* Begin READING TEXT *
"She ain't a beard, he's my brother"

My Brother lives in Brighton and everyone knows that that's the Gay Capital of the world.  (I've just been reading replies in "Yahoo Answers" to the question, "Is Brighton the Gay Capital of Europe, and if so, Why?",  O Jesus!)  Any road, like I was saying...  He has lived there for some time now and I don't get to see him as often as my other siblings.  When my mother was alive he came up to visit after a year or so of being away.  She had her suspicions, but being the subtle character she was she didn't approach the subject head on.  "I've booked us a table at Funny Girls in Blackpool for when Simon comes to visit", she called to say.  Funny Girls being Blackpool's No.1 Transvestite entertainment bar.

I'm pretty sure that being gay does not necessarily mean that you like transvestites, and being a transvestite doesn't mean you're gay.  One thing for sure though, women love transvestites and gays, and Simon and I were outnumbered on this visit.  (I say "this visit" like I've been more than once, I haven't!).  I remember a big tranny sitting on my knee (he must have been 16st at least!) and rubbing my crotch whilst saying to my mother, "Bloody Hell, he's a big boy isn't he?".
* End READING TEXT *
**PROBLEM A:** Translate this sentence from the passage about the brother in Brighton into Spanish: "He has lived there for some time now and I don't get to see him as often as my other siblings."
The rows have no connection to the passage about the brother in Brighton.
* Begin ENTRIES *
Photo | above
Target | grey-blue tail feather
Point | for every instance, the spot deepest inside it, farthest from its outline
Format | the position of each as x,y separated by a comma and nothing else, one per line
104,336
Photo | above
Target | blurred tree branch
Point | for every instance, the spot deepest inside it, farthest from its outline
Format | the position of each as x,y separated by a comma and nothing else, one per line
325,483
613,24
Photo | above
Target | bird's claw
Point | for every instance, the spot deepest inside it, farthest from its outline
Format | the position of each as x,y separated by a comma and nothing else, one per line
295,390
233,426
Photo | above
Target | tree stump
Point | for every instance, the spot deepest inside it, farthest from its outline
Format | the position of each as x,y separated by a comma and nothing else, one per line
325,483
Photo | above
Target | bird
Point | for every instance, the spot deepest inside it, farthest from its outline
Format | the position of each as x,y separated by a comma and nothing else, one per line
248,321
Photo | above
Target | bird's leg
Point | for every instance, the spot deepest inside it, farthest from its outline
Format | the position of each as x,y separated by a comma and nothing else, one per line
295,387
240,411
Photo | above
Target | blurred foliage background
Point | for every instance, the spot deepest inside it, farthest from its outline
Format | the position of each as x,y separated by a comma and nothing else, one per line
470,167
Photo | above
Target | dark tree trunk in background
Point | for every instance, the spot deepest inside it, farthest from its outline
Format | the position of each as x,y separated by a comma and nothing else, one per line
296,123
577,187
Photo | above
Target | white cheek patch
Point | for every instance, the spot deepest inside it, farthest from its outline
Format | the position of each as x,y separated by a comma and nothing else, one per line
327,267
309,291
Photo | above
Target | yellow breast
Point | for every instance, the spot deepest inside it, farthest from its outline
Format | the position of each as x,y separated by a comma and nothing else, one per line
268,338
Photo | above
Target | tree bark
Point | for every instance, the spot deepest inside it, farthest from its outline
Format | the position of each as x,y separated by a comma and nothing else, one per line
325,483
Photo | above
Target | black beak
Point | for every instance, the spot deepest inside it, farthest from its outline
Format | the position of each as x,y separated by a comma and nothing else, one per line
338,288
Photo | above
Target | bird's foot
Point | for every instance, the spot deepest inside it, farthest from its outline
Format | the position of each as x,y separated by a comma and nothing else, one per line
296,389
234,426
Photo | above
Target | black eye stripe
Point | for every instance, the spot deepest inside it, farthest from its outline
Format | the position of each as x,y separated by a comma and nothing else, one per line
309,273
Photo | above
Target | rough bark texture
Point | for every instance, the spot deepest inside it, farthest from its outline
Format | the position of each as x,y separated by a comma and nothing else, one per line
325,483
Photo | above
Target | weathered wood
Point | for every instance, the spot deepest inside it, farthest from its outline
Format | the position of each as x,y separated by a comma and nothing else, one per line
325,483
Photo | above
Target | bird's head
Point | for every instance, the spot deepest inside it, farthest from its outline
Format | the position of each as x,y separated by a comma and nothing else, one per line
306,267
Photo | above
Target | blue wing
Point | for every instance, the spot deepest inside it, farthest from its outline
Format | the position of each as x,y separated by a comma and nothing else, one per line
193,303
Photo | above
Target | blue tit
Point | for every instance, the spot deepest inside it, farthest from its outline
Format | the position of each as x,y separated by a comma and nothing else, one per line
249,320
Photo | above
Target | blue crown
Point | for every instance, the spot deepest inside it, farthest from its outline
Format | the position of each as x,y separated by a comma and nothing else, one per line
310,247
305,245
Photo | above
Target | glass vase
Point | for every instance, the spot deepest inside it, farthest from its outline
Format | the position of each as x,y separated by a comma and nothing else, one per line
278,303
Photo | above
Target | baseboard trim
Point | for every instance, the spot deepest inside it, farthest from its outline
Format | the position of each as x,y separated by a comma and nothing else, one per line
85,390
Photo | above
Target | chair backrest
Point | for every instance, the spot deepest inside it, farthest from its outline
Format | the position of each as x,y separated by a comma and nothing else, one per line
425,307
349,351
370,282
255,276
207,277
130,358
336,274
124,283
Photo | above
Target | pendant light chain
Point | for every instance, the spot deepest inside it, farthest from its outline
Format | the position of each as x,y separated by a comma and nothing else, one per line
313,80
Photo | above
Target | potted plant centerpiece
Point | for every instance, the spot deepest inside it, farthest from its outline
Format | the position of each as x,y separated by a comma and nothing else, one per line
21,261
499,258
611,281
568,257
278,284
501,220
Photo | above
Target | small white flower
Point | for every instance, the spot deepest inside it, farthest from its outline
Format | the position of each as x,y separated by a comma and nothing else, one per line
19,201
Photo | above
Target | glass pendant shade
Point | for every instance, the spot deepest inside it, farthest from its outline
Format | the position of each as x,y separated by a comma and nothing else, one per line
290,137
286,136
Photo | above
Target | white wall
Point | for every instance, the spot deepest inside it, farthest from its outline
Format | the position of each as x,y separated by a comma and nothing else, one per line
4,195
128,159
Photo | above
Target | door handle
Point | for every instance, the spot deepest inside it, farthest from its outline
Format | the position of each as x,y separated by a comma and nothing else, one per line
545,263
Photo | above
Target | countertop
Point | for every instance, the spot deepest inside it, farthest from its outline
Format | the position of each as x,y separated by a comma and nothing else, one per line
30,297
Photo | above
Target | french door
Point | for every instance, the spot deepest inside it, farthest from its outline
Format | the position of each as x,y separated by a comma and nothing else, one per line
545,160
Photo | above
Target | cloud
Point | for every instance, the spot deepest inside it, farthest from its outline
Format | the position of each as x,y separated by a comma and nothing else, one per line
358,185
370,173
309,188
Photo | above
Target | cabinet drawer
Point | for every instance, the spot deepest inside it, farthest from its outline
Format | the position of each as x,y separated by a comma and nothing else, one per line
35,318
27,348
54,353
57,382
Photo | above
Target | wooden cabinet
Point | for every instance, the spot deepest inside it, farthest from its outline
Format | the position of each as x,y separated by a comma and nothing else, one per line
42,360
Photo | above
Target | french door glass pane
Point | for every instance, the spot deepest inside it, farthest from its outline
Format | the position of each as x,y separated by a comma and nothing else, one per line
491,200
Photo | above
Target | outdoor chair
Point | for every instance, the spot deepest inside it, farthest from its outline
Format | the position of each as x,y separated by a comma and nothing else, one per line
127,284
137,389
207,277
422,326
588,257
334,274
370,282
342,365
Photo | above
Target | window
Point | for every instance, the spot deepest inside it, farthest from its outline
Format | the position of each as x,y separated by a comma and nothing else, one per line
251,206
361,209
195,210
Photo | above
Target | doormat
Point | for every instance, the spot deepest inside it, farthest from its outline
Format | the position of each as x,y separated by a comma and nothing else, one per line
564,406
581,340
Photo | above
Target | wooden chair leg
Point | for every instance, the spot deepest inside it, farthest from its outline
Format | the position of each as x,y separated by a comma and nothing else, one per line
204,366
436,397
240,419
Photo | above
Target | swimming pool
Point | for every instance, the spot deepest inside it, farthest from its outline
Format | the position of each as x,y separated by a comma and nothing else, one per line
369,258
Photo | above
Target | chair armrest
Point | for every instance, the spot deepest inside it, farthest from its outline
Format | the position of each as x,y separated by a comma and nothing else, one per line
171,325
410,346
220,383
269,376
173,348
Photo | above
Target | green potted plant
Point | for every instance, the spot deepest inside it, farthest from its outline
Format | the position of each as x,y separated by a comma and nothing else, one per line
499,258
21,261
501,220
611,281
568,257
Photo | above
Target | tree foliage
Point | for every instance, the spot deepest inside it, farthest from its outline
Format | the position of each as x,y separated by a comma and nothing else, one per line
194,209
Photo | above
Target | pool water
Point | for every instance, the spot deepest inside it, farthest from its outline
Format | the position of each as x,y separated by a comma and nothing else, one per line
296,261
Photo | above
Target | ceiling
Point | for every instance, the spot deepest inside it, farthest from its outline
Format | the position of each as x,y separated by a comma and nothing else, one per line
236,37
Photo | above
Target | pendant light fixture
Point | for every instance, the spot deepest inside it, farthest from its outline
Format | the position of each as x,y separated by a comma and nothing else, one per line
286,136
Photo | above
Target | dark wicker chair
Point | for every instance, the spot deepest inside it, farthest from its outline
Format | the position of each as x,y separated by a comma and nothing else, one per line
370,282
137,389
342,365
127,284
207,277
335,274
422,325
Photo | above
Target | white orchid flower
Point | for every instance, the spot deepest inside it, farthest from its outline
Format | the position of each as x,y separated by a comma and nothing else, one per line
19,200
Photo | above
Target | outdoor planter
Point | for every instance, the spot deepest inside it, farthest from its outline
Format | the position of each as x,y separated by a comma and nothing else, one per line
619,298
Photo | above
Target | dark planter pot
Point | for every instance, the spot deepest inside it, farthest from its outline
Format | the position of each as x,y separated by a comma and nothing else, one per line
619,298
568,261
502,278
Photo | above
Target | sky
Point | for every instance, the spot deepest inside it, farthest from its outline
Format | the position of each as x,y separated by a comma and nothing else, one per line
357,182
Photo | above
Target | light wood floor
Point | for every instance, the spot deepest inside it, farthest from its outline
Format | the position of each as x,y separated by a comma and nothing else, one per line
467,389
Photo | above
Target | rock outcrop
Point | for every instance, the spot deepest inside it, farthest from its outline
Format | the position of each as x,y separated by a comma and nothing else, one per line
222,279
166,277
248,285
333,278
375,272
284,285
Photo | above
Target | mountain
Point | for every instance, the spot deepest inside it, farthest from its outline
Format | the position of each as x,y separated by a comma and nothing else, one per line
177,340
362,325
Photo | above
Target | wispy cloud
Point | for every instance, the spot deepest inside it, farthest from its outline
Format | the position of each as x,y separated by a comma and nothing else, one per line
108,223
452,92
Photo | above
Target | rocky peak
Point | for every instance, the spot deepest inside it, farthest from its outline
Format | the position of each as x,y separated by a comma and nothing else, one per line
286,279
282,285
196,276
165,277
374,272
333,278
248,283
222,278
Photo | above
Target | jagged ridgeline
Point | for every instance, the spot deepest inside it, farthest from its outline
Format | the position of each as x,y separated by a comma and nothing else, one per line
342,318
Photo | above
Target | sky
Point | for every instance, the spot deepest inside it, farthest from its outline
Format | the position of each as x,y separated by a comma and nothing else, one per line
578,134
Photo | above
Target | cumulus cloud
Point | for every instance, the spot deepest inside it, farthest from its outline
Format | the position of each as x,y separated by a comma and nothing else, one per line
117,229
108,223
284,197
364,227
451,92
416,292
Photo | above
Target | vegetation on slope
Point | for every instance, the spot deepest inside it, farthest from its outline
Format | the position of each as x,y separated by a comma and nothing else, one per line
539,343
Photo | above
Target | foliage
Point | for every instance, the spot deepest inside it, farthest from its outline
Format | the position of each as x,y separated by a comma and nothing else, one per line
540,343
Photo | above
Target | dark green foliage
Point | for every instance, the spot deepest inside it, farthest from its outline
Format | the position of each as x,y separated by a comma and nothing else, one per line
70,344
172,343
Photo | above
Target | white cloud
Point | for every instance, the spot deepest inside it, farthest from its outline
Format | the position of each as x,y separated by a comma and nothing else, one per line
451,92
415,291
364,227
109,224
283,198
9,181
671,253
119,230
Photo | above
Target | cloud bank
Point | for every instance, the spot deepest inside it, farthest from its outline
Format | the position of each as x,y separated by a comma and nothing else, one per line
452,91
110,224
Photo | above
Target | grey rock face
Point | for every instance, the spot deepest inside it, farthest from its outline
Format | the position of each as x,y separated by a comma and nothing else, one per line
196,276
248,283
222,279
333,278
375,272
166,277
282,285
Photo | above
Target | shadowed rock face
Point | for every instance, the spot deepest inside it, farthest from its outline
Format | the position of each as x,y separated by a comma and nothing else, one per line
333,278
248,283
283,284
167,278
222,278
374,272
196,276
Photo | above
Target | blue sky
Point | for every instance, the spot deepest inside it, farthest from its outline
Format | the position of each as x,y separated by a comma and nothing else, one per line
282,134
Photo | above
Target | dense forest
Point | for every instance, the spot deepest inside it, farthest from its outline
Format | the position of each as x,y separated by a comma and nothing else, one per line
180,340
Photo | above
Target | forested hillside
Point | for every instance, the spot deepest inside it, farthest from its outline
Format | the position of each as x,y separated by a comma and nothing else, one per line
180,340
* End ENTRIES *
**PROBLEM B:** Find every row that contains the word "green" and copy each one out in full, treating uppercase and lowercase as different.

**EXPECTED OUTPUT A:** Lleva ya algún tiempo viviendo allí y no lo veo tan a menudo como a mis otros hermanos.

**EXPECTED OUTPUT B:**
Target | green potted plant
Target | dark green foliage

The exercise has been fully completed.